From the listing below, extract every line containing "query".
-------- Records for the exercise --------
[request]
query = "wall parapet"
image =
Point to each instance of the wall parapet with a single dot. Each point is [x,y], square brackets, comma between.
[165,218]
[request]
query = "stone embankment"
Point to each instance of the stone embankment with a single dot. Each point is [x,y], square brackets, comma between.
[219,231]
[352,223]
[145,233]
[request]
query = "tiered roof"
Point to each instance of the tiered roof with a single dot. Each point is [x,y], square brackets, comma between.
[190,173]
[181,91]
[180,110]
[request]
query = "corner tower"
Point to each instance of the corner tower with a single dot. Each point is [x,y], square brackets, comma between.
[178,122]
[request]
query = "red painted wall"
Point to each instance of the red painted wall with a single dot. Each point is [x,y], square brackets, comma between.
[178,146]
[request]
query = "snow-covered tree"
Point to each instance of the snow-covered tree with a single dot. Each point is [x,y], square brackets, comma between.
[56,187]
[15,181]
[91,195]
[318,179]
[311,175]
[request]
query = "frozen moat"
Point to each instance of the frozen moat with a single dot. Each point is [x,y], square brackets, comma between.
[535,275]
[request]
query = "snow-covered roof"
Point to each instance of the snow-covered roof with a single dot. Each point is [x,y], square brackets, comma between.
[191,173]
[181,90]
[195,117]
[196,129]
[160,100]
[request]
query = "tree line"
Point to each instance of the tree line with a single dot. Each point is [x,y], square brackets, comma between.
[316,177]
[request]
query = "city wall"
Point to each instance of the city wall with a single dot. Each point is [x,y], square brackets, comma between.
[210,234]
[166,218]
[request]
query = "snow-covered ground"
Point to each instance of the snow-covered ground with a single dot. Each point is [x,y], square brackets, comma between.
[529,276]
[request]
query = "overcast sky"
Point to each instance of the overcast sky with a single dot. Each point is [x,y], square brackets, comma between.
--------
> Answer to the problem
query = "wall parapet"
query = "stone embankment"
query = "tiered roof"
query = "corner tower"
query = "red painted wall"
query = "snow-covered tree"
query = "frozen moat"
query = "snow-covered roof"
query = "tree line"
query = "city wall"
query = "snow-covered ground"
query = "overcast sky"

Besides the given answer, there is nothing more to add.